BACKGROUND OF THE INVENTION
Field of the Invention;
[0001] This invention relates to a cooling method and a mold in a continuous casting for
casting ingots from molten aluminum, aluminum alloys, or othermetals.
Description of the Related Art;
[0002] In this continuous casting method as shown generally in FIG.4, a molten metal 13
is injected into a mold 12 which is water cooled from a tandish 11 through an orifice
plate 15, so that the molten metal is cooled in the mold 12 to cast an ingot 14. The
molten metal 13 which is introduced from the orifice plate 15 to the mold 12, is contacted
with the wall surface of the mold 12 to form a thin solidified shell and is further
cooled and cast with a cooling water which is impinged from the mold 12.
[0003] In the continuous casting, a higher rate casting is desired to improve the production
and it is required to realize the higher rate casting and simultaneously to promote
the casting quality due to high cooling.

▶ **Raw records**:

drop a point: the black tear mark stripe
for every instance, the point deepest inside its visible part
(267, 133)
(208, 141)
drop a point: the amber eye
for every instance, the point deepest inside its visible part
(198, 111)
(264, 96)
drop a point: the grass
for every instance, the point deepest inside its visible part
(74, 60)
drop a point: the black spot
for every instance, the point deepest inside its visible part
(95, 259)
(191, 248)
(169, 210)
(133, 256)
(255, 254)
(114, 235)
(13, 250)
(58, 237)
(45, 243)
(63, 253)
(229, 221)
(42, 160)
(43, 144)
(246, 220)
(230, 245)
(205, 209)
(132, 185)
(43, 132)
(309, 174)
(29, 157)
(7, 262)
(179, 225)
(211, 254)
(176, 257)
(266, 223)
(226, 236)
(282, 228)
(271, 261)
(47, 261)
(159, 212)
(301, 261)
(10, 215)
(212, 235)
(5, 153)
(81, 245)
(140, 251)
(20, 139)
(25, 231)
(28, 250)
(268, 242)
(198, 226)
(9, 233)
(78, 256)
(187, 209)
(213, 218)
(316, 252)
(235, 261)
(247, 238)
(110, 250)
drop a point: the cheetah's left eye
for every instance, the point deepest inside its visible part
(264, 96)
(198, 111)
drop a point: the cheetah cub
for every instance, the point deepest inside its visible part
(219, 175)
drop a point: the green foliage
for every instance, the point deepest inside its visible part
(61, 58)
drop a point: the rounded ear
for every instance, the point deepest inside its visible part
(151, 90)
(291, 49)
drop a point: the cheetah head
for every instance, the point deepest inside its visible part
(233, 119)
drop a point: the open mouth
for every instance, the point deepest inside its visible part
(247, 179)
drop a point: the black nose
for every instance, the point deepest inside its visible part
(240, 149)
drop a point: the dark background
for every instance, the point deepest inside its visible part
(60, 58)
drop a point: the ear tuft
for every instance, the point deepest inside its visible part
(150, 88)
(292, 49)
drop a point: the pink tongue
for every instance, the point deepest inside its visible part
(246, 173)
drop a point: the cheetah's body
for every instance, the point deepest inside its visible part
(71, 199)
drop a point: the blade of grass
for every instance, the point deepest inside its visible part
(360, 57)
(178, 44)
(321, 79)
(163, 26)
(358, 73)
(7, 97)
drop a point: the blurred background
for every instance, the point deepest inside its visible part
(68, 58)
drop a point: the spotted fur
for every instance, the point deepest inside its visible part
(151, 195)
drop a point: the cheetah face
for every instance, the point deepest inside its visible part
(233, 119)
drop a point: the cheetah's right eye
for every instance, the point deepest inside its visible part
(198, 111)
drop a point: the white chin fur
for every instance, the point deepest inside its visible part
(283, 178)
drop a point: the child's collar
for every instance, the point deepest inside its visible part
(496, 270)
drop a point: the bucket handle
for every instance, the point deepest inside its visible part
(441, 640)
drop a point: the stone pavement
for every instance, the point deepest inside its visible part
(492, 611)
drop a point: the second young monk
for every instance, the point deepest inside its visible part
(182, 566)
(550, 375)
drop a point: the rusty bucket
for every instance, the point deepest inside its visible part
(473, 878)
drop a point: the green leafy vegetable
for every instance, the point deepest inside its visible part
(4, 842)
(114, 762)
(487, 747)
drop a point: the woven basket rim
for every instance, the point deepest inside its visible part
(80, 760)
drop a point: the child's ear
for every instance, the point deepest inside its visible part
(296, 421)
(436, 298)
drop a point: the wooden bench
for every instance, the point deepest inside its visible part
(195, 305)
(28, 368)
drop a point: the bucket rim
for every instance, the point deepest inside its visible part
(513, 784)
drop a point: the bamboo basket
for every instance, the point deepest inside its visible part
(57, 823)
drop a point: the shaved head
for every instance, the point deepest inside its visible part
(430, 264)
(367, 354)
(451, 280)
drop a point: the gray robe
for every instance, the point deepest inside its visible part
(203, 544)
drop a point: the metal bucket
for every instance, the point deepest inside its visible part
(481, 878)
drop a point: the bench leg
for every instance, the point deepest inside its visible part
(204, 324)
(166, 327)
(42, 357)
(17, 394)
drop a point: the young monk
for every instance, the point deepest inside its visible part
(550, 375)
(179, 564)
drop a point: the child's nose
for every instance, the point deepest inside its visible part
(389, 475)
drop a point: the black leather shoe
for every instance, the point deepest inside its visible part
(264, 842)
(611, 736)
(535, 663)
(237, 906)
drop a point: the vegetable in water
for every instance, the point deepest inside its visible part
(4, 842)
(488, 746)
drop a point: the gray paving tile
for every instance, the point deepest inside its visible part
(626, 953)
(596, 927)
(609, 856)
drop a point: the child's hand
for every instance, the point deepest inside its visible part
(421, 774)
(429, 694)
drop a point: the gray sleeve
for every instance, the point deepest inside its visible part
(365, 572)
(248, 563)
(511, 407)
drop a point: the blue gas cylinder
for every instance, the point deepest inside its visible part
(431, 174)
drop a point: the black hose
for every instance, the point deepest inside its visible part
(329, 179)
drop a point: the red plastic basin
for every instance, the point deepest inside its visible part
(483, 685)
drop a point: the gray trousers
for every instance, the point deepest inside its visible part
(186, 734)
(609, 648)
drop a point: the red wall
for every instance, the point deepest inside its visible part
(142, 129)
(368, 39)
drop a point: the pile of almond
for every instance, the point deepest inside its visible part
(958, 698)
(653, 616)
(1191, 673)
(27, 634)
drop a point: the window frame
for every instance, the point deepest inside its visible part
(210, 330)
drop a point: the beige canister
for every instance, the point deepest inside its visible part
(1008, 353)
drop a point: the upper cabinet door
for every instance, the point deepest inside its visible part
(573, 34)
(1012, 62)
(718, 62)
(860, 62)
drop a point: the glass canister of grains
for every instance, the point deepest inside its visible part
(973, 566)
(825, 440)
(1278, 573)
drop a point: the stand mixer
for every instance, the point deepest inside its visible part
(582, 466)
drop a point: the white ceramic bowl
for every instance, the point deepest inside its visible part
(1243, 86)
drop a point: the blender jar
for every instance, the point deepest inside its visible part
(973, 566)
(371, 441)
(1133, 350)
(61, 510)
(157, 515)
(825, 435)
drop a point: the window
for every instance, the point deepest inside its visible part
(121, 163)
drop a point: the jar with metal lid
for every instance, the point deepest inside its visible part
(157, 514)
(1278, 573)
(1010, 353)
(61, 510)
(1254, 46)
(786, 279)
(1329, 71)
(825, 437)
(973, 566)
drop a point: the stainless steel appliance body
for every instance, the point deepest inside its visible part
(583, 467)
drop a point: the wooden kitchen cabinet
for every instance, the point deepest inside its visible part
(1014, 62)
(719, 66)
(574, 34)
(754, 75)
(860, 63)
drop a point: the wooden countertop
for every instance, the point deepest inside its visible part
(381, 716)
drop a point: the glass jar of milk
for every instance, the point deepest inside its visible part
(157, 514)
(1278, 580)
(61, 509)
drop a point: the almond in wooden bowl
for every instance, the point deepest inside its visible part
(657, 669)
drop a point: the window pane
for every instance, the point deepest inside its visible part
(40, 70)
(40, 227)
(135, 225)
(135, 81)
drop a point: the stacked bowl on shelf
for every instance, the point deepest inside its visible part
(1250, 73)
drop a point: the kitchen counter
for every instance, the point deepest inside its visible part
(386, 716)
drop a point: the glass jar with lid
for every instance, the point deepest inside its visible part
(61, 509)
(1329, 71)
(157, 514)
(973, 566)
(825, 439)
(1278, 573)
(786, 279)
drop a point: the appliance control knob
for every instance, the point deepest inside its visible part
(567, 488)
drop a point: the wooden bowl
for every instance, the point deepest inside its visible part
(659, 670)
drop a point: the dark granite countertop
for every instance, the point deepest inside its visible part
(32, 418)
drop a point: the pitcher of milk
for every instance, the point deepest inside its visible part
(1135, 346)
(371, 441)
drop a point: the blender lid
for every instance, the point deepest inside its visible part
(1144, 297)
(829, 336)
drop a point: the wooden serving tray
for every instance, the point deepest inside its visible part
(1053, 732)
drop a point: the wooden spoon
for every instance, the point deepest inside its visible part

▶ **Work to be completed**: Carry the patent background on continuous casting cooling forward from its final sentence.

▶ **Exercise response**:
[0004] In the high rate casting, in order to form the solidified shell in the mold for solidifying
the molten metal, it is required to extract a more amount of heat and thereby to increase
the amount of a cooling water. The cooling water which is impinged from the mold,
is applied to and cooled the ingot of high temperature directly. However, when the
casting rate is increased, since the surface temperature of the ingot becomes higher
in a cooling water impinging position, the ingot surface produces a transition boiling
zone and a film boiling zone and there exists a vapor film which is adiabatic phase
between the ingot surface and the cooling water. Then, even if the amount of the cooling
water is increased, the cooling water does not effectively function because of a heat
extraction to increase a danger of a breakout, and to generate problems so as to cause
quality defects of the ingot. Hence, these problems have been factors for considerably
reducing the casting stability and the quality stability.
[0005] In order to dissolve these problems, there are cooling methods for directly impinging
a cooling water at two steps as disclosed for example in JP,A Sho 58-212849 (Japanese
Patent Publication of Unexamined Application).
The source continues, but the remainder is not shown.